=== Problem statement ===
Copy every one of the rows below, keeping each line unchanged.

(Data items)
────────────────────

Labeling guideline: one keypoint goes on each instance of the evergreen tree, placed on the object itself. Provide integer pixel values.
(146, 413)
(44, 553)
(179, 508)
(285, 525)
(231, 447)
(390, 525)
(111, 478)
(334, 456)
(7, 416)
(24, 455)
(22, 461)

────────────────────

=== Exercise output ===
Labeling guideline: one keypoint goes on each instance of the evergreen tree, placed on the object itself. Provide integer pixel values.
(146, 413)
(44, 553)
(179, 508)
(285, 525)
(231, 447)
(390, 525)
(111, 478)
(334, 456)
(7, 416)
(24, 455)
(22, 461)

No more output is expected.